**Problem to solve:** Render the following material again verbatim, leaving nothing out.

**Supplied information:**
————

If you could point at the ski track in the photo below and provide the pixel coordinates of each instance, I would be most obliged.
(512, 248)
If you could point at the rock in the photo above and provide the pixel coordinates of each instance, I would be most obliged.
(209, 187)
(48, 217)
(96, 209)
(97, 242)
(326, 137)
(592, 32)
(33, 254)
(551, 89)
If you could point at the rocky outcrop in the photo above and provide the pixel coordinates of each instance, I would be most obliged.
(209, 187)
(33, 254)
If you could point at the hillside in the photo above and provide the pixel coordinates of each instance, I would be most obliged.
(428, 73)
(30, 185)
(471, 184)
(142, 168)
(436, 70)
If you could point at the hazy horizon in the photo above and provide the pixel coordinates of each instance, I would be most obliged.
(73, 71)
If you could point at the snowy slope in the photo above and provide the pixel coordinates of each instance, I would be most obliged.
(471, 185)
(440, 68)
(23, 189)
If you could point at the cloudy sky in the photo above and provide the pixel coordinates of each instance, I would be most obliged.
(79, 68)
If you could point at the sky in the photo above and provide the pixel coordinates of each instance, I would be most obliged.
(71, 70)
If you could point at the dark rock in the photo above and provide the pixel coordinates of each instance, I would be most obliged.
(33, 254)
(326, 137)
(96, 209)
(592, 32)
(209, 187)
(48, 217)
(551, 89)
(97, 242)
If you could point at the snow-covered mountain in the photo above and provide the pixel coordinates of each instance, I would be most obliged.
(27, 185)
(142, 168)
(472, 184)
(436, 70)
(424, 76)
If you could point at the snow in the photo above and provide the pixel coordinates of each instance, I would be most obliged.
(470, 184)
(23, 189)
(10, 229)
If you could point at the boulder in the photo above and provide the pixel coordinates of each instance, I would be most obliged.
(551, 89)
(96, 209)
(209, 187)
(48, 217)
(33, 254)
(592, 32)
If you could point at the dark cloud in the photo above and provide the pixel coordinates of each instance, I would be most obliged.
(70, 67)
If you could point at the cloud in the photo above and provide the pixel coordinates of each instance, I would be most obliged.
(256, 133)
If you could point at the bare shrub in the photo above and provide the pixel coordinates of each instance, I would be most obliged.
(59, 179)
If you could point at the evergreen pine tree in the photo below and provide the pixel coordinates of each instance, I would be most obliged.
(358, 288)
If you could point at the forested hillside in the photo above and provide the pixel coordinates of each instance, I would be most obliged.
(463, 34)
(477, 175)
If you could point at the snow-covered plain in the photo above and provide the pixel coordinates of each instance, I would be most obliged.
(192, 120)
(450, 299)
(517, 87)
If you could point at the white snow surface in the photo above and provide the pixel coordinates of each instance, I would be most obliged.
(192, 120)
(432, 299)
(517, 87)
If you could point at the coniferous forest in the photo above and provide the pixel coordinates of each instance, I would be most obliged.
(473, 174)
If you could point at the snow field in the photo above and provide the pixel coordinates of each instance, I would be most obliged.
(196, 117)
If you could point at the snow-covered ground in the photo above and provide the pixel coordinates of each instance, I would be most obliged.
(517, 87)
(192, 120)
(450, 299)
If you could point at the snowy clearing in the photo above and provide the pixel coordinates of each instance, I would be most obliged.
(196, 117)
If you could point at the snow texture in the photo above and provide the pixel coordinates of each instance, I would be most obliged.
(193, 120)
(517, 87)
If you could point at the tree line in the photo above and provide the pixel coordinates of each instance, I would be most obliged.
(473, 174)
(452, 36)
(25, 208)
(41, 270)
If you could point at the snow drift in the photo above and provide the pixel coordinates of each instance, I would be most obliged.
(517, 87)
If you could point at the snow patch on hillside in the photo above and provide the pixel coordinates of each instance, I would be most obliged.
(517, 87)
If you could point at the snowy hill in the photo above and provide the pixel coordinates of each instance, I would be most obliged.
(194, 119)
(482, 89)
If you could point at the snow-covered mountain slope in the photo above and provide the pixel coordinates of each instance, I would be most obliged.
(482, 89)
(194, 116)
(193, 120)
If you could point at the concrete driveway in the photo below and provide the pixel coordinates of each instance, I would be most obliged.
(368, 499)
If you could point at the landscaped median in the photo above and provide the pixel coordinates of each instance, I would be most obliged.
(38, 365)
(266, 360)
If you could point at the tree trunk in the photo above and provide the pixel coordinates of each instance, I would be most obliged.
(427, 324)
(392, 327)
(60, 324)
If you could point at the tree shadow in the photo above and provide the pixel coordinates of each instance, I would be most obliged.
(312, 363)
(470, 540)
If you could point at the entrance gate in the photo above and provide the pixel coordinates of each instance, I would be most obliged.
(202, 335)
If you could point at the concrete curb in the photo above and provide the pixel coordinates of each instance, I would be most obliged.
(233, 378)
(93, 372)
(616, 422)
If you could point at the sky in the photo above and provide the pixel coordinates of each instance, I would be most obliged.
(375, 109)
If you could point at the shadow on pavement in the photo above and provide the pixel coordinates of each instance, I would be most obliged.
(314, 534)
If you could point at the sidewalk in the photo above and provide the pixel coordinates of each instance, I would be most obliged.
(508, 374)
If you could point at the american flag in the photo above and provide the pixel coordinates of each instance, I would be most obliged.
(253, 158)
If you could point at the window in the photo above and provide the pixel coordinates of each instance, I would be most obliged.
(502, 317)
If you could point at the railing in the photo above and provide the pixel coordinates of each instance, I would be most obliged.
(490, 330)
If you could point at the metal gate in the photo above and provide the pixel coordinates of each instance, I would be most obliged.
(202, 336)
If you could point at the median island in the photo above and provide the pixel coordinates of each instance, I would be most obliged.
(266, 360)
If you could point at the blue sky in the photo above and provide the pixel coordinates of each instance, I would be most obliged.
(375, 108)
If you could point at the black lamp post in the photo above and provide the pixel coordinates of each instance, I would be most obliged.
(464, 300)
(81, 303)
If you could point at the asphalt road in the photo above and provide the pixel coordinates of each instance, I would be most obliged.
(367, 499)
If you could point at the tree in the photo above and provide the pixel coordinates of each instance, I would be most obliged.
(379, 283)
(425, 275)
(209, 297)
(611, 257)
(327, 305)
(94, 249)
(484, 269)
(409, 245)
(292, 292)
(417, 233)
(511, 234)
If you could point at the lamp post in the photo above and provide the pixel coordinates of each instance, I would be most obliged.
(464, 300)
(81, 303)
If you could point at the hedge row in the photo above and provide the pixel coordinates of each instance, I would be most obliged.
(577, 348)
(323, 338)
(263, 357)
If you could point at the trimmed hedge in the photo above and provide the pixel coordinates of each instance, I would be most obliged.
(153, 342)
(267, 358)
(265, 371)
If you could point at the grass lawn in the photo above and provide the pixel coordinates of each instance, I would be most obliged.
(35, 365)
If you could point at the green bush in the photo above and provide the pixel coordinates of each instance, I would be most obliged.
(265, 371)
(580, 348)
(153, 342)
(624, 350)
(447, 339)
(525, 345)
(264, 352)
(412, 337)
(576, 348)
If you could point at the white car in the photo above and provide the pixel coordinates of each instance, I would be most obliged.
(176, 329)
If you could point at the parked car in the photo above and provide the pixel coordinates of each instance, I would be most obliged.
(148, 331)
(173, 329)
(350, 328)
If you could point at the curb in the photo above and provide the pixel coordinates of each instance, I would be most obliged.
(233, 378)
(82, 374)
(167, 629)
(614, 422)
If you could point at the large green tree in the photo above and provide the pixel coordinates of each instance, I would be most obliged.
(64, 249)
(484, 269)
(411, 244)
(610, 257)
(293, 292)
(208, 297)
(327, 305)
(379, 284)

————

**Response:**
If you could point at the ski track in the photo below and provide the pixel coordinates of each instance, I would be most obliged.
(512, 248)
If you could point at the rock in the photo above and provide the pixel coordinates of each instance, I would be most obliged.
(209, 187)
(48, 217)
(96, 209)
(97, 242)
(326, 137)
(592, 32)
(33, 254)
(551, 89)
If you could point at the rocky outcrop in the photo above and provide the pixel coordinates of each instance, I would be most obliged.
(209, 187)
(33, 254)
If you could point at the hillside in the photo above and provide the pixel coordinates of each instance, I would be most obliged.
(428, 73)
(30, 185)
(471, 184)
(142, 168)
(436, 70)
If you could point at the hazy horizon in the photo above and provide the pixel coordinates of each instance, I would be most obliged.
(73, 71)
If you could point at the snowy slope in the photo above and provide the pixel coordinates of each instance, I would be most obliged.
(471, 185)
(440, 68)
(23, 189)
If you could point at the cloudy sky in the photo above and provide the pixel coordinates of each instance, I would be most obliged.
(79, 68)
If you could point at the sky in the photo above and provide the pixel coordinates of each instance, I would be most obliged.
(71, 70)
If you could point at the dark rock in the photo above and provide the pixel coordinates of each instance, I would be most obliged.
(33, 254)
(326, 137)
(96, 209)
(592, 32)
(209, 187)
(48, 217)
(551, 89)
(97, 242)
If you could point at the snow-covered mountain in the photo above and provide the pixel coordinates of each instance, I would be most obliged.
(27, 185)
(142, 168)
(472, 184)
(436, 70)
(424, 76)
If you could point at the snow in the photo above and provide the pixel coordinates of each instance, I would be most obliged.
(470, 184)
(23, 189)
(10, 229)
If you could point at the boulder in the photo above and provide the pixel coordinates of each instance, I would be most obliged.
(551, 89)
(96, 209)
(209, 187)
(48, 217)
(33, 254)
(592, 32)
If you could point at the dark cloud in the photo above and provide the pixel coordinates of each instance, I would be most obliged.
(70, 67)
If you could point at the cloud in the photo above and provide the pixel coordinates of each instance, I would be most obliged.
(256, 133)
If you could point at the bare shrub in the photo above and provide the pixel coordinates of each instance, I would be most obliged.
(59, 179)
If you could point at the evergreen pine tree in the photo below and provide the pixel coordinates of each instance, I would be most obliged.
(358, 288)
If you could point at the forested hillside in the photo above and provide the pixel coordinates of each instance, I would be most obliged.
(463, 34)
(477, 175)
If you could point at the snow-covered plain in the photo above and provide the pixel coordinates of each instance, I would be most obliged.
(192, 120)
(450, 299)
(517, 87)
If you could point at the white snow surface in the photo above and provide the pixel coordinates of each instance, I would be most obliged.
(192, 120)
(432, 299)
(517, 87)
If you could point at the coniferous forest in the photo above and provide the pixel coordinates of each instance, I would be most obliged.
(473, 174)
If you could point at the snow field in the photo above and provide the pixel coordinates of each instance, I would be most obliged.
(196, 117)
If you could point at the snow-covered ground in the photo above and provide the pixel coordinates of each instance, I would be most obliged.
(517, 87)
(192, 120)
(450, 299)
If you could point at the snowy clearing in the photo above and provide the pixel coordinates of each instance, I would be most obliged.
(196, 117)
If you could point at the snow texture in the photo above and provide the pixel coordinates of each instance, I would be most obliged.
(193, 120)
(517, 87)
If you could point at the tree line in the photo above and provide the pixel coordinates of each instance, I would be most obliged.
(473, 174)
(452, 36)
(25, 208)
(41, 270)
If you could point at the snow drift in the photo above and provide the pixel coordinates of each instance, I would be most obliged.
(517, 87)
If you could point at the snow patch on hillside in the photo above and provide the pixel coordinates of each instance, I would be most obliged.
(517, 87)
If you could point at the snowy hill in the photo above and provide the pixel coordinates of each instance, I would be most obliged.
(194, 119)
(482, 89)
If you could point at the snow-covered mountain slope in the photo above and provide the pixel coordinates of each instance, I would be most obliged.
(482, 89)
(194, 116)
(193, 120)
If you could point at the concrete driveway in the photo below and provide the pixel coordinates of each instance, I would be most obliged.
(368, 499)
If you could point at the landscaped median in the photo above and provide the pixel coordinates of each instance, I would be most obliged.
(38, 365)
(266, 360)
If you could point at the tree trunk in the photo above and provide the pixel coordinates of each instance, I would be most obliged.
(427, 324)
(392, 327)
(60, 324)
If you could point at the tree shadow in the photo above and provide the pixel coordinates of each instance, I would be most obliged.
(312, 363)
(470, 540)
If you could point at the entrance gate in the photo above and provide the pixel coordinates of each instance, I would be most obliged.
(202, 335)
If you could point at the concrete curb in the photo above and provide the pixel coordinates of each instance, I would be most obliged.
(233, 378)
(93, 372)
(616, 422)
If you could point at the sky in the photo above and provide the pixel coordinates of each instance, I would be most obliged.
(375, 109)
If you could point at the shadow on pavement in the photo above and provide the pixel coordinates of each instance, I would be most obliged.
(314, 534)
If you could point at the sidewalk in the photo above and provide the pixel coordinates of each instance, I would be most obliged.
(508, 374)
If you could point at the american flag in the photo above and provide the pixel coordinates of each instance, I would be most obliged.
(253, 158)
If you could point at the window in the photo above and provide the pixel coordinates of each instance, I would be most obliged.
(502, 317)
If you could point at the railing in the photo above and provide the pixel coordinates of each instance, I would be most obliged.
(490, 330)
If you could point at the metal gate in the photo above and provide the pixel coordinates of each instance, I would be most obliged.
(202, 336)
If you could point at the median island in the photo above and provide the pixel coordinates of each instance, I would be most obliged.
(266, 360)
If you could point at the blue sky in the photo above and provide the pixel coordinates of each instance, I would be most obliged.
(375, 108)
If you could point at the black lamp post in the photo above and provide the pixel coordinates of each instance, I would be most obliged.
(464, 300)
(81, 303)
If you could point at the asphalt road in the photo above and provide the pixel coordinates of each instance, I would be most obliged.
(367, 499)
If you could point at the tree in the photo above and provide the pixel coordinates of each instance, I would be most obliged.
(379, 283)
(425, 275)
(209, 297)
(611, 257)
(327, 305)
(94, 249)
(484, 269)
(409, 245)
(292, 292)
(417, 233)
(511, 234)
If you could point at the lamp post in the photo above and provide the pixel coordinates of each instance, I would be most obliged.
(464, 300)
(81, 303)
If you could point at the hedge row in the photo above and provide the pixel coordinates of each instance, I would be most obliged.
(577, 348)
(323, 338)
(263, 357)
If you could point at the trimmed hedge in the photo above and provide the pixel coordinates of each instance, I would be most obliged.
(153, 342)
(267, 358)
(265, 371)
If you could point at the grass lawn in the photo above and provide the pixel coordinates of each instance, I would be most obliged.
(35, 365)
If you could point at the green bush in the photo above and provide the pixel coordinates of each instance, I would be most obliged.
(265, 371)
(580, 348)
(153, 342)
(624, 350)
(447, 339)
(525, 345)
(264, 352)
(412, 337)
(576, 348)
If you could point at the white car in the photo above and provide the pixel coordinates of each instance, I would be most obliged.
(176, 329)
If you could point at the parked car in the photo above and provide the pixel coordinates of each instance, I would be most obliged.
(148, 331)
(173, 329)
(350, 328)
If you could point at the curb in the photo above and provide the pixel coordinates of each instance, I would be most obliged.
(233, 378)
(82, 374)
(167, 629)
(614, 422)
If you could point at the large green tree in the photo above and provide the pixel coordinates of each instance, I would be most obliged.
(64, 249)
(484, 269)
(411, 244)
(610, 257)
(293, 292)
(208, 297)
(327, 305)
(379, 284)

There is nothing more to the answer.